(Collected data)
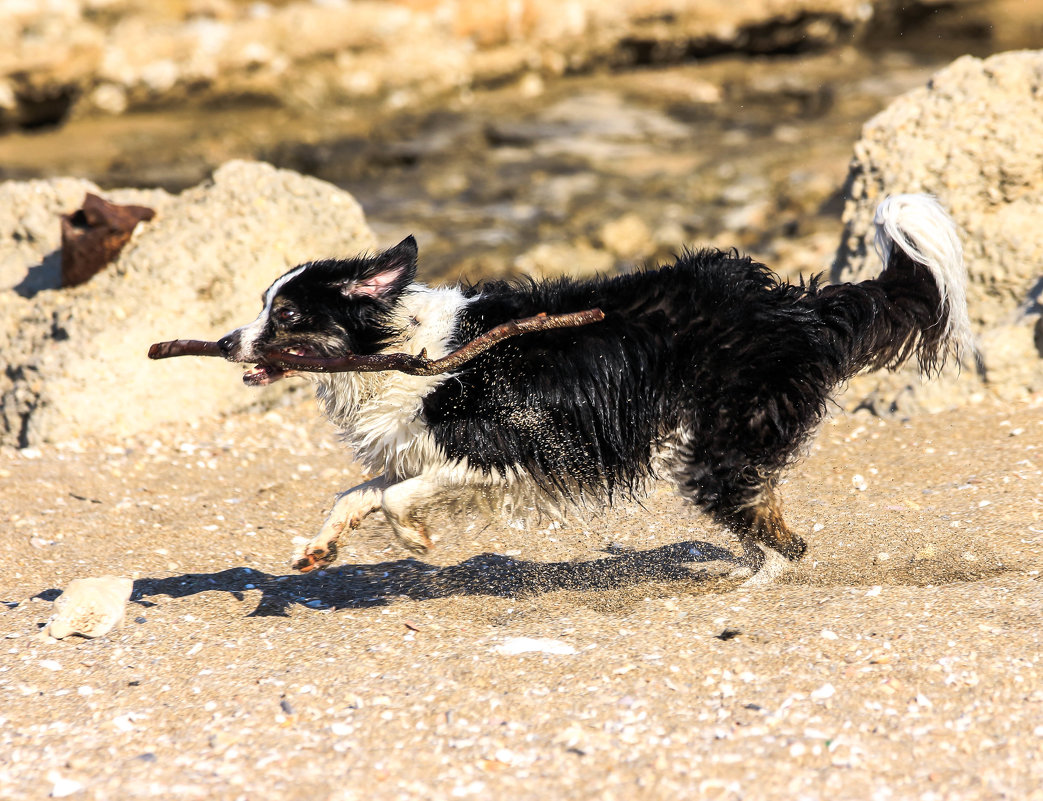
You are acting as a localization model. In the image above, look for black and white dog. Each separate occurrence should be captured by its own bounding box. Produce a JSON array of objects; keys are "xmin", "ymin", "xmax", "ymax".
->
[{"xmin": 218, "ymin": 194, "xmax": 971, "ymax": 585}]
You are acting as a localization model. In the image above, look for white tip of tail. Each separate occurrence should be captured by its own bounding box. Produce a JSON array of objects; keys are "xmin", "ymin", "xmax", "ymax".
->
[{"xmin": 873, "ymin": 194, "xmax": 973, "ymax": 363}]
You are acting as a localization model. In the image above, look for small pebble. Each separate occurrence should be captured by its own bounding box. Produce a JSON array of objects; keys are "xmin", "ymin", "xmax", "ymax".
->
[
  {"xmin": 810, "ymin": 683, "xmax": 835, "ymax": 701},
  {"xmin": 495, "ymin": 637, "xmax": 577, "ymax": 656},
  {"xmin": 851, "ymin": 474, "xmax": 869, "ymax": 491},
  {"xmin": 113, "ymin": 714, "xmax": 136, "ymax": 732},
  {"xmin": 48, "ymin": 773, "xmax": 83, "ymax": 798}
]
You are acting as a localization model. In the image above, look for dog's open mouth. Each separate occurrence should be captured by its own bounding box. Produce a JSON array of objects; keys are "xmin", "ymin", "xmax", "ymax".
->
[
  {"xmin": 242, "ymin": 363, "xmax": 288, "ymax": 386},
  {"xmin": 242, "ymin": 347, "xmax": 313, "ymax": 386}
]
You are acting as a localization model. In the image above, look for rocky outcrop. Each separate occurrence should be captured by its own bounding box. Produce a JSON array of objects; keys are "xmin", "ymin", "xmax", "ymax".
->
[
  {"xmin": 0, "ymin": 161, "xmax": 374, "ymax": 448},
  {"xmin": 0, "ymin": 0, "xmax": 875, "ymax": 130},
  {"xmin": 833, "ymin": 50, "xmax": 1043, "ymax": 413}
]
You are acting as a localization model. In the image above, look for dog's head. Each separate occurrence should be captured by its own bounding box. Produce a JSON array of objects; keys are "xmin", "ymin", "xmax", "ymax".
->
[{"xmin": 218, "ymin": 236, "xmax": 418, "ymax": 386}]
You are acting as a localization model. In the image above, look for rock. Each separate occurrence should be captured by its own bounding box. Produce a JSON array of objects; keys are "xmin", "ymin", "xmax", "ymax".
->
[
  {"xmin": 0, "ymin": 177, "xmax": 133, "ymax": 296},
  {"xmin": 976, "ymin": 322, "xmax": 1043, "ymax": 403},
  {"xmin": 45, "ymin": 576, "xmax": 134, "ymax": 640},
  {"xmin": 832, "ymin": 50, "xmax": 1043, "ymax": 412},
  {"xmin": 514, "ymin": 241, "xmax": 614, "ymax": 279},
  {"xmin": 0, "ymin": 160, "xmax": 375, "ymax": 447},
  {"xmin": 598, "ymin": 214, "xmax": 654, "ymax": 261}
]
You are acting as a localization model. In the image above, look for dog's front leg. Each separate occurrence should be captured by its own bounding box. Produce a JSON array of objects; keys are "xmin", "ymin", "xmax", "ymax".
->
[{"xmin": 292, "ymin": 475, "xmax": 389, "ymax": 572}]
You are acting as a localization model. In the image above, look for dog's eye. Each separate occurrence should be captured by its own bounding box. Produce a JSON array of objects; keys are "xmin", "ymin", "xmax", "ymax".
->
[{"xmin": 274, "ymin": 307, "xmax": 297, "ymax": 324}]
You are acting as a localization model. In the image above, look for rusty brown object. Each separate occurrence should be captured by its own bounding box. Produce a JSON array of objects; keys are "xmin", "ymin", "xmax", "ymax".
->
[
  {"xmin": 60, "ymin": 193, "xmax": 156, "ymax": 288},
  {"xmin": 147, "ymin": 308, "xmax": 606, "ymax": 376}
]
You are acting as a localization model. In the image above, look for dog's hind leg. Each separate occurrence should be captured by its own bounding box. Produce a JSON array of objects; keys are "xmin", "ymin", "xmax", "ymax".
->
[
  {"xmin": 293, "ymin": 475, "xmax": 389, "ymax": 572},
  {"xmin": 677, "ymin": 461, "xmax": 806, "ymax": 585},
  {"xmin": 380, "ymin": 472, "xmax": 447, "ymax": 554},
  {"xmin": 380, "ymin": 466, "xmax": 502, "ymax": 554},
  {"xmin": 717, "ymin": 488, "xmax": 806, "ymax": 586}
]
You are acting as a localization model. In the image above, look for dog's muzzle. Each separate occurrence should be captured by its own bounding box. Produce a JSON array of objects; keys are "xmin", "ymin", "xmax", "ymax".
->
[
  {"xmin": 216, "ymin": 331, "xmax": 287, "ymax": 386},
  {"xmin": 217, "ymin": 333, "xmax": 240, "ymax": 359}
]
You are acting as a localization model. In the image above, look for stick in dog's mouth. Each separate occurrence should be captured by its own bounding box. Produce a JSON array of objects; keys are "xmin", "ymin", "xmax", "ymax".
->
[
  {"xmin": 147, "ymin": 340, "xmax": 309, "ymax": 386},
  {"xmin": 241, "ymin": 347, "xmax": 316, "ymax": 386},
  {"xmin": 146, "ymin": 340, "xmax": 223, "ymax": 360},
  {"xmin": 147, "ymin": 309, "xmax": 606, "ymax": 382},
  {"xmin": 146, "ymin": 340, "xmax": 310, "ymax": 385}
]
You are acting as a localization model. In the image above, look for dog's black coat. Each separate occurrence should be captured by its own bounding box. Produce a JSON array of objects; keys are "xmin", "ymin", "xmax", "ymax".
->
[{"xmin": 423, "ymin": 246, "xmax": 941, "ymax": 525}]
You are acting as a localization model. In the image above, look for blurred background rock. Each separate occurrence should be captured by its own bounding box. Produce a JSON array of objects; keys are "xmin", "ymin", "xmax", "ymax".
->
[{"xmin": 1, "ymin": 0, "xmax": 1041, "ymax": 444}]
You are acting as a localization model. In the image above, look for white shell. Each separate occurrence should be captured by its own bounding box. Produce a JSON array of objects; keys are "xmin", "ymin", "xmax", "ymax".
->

## WORK INSTRUCTIONS
Each record above should be duplicated word for word, with no pictures included.

## RESPONSE AREA
You are acting as a localization model. In the image above, look for black and white dog. Each separate occurrence should be captured by its own bounding box. Produce a JSON array of objects; keys are "xmin", "ymin", "xmax", "ymax".
->
[{"xmin": 218, "ymin": 194, "xmax": 971, "ymax": 585}]
You are acting as a localization model. In the image above, look for white tip of tail. Each separate occurrence should be captured by its own bounding box. Produce a JSON array of objects; keys are "xmin", "ymin", "xmax", "ymax".
->
[{"xmin": 873, "ymin": 194, "xmax": 973, "ymax": 363}]
You are acting as a localization model. In the image above, look for small pebble. Each separate occurrence should be captured by its own bounding box. Produce a JSON array of objects; keys are "xmin", "ymin", "xmax", "ymax".
->
[
  {"xmin": 810, "ymin": 683, "xmax": 835, "ymax": 701},
  {"xmin": 495, "ymin": 637, "xmax": 577, "ymax": 656},
  {"xmin": 851, "ymin": 474, "xmax": 869, "ymax": 491},
  {"xmin": 113, "ymin": 714, "xmax": 136, "ymax": 732},
  {"xmin": 48, "ymin": 773, "xmax": 83, "ymax": 798}
]
You are acting as a localization model. In the image above, look for dog's open mouth. Each separate occurrence should be captured by its own bounding box. Produce a JSON array of objects; keys are "xmin", "ymin", "xmax", "ymax".
->
[
  {"xmin": 242, "ymin": 363, "xmax": 288, "ymax": 386},
  {"xmin": 242, "ymin": 347, "xmax": 313, "ymax": 386}
]
You are acting as a localization model. In the image above, look for rocky outcrop. Each separate occurrence should be captured by its own bounding box. Produce a JSON array of objects; keys are "xmin", "ymin", "xmax", "ymax".
->
[
  {"xmin": 0, "ymin": 161, "xmax": 374, "ymax": 448},
  {"xmin": 0, "ymin": 0, "xmax": 875, "ymax": 130},
  {"xmin": 833, "ymin": 50, "xmax": 1043, "ymax": 413}
]
You are acting as a localization model. In the image above, look for dog's head. Each separate occurrence should be captured by its own bounding box. Produce a JSON array of objects; keys are "xmin", "ymin", "xmax", "ymax".
->
[{"xmin": 218, "ymin": 236, "xmax": 418, "ymax": 386}]
You are acting as a localization model. In the image above, look for rock. Each separate occurrence should be captured by its own bounding box. Produce a JSON array of objects; keys are "xmin", "ymin", "xmax", "ymax".
->
[
  {"xmin": 0, "ymin": 177, "xmax": 133, "ymax": 296},
  {"xmin": 976, "ymin": 322, "xmax": 1043, "ymax": 403},
  {"xmin": 45, "ymin": 576, "xmax": 134, "ymax": 640},
  {"xmin": 832, "ymin": 50, "xmax": 1043, "ymax": 412},
  {"xmin": 514, "ymin": 241, "xmax": 614, "ymax": 279},
  {"xmin": 0, "ymin": 160, "xmax": 375, "ymax": 447},
  {"xmin": 598, "ymin": 214, "xmax": 654, "ymax": 261}
]
You are acting as a localization model. In the image above, look for dog's front leg. Each separate occurrence should be captured by its own bounding box. Produce a JSON array of objects; keys are "xmin", "ymin", "xmax", "ymax".
->
[{"xmin": 292, "ymin": 475, "xmax": 389, "ymax": 572}]
You are acting as a localization model. In the image above, look for dog's eye. Each separate occurrence should be captured by its own bounding box. Produce a JSON array of objects; keys are "xmin", "ymin", "xmax", "ymax".
->
[{"xmin": 274, "ymin": 307, "xmax": 297, "ymax": 324}]
You are acting as a localization model. In the image above, look for rusty brown object. Each separate occurrence should be captured by its own bounding box. Produce a JSON array of objects; keys are "xmin", "ymin", "xmax", "ymax".
->
[
  {"xmin": 60, "ymin": 193, "xmax": 156, "ymax": 288},
  {"xmin": 147, "ymin": 308, "xmax": 606, "ymax": 376}
]
You are acting as a localization model. In the image above, look for dog's hind leg. Each separate occurrence should be captured by its own bounding box. Produce a JSON array of objects; keys are "xmin", "ymin", "xmax", "ymax".
->
[
  {"xmin": 293, "ymin": 475, "xmax": 389, "ymax": 572},
  {"xmin": 677, "ymin": 461, "xmax": 806, "ymax": 585},
  {"xmin": 380, "ymin": 472, "xmax": 447, "ymax": 554},
  {"xmin": 380, "ymin": 466, "xmax": 502, "ymax": 554},
  {"xmin": 717, "ymin": 488, "xmax": 806, "ymax": 586}
]
You are acting as a localization model. In the image above, look for dog's muzzle. Each separate occurrence should be captured by its own bounding box. Produce a JSON array of objects; keys are "xmin", "ymin", "xmax", "ymax".
->
[
  {"xmin": 216, "ymin": 331, "xmax": 287, "ymax": 386},
  {"xmin": 217, "ymin": 333, "xmax": 240, "ymax": 359}
]
You are acting as a localization model. In the image above, look for stick in dog's mouth. Each separate occurrence should be captured by its own bounding box. Produce a JSON array of objects; keys are "xmin", "ymin", "xmax", "ymax".
->
[
  {"xmin": 147, "ymin": 340, "xmax": 309, "ymax": 386},
  {"xmin": 241, "ymin": 347, "xmax": 316, "ymax": 386},
  {"xmin": 146, "ymin": 340, "xmax": 223, "ymax": 360},
  {"xmin": 147, "ymin": 309, "xmax": 606, "ymax": 382},
  {"xmin": 146, "ymin": 340, "xmax": 310, "ymax": 385}
]
You are acting as a localization model. In the image above, look for dog's black coat. Each separate occurrence should be captured by its own bounding box. Produce a JSON array of objects; keys are "xmin", "ymin", "xmax", "ymax".
->
[{"xmin": 423, "ymin": 246, "xmax": 941, "ymax": 525}]
You are acting as a localization model. In the image above, look for blurred background rock. Each separate occurrence should be captured by its own bounding box. Produce a JSON array of objects; keys are "xmin", "ymin", "xmax", "ymax".
->
[{"xmin": 1, "ymin": 0, "xmax": 1041, "ymax": 444}]
You are acting as a localization model. In the image above, look for white shell. Each separate occurrence should be captured by its own bounding box. Produce a JSON array of objects; keys are "xmin", "ymin", "xmax", "ymax".
->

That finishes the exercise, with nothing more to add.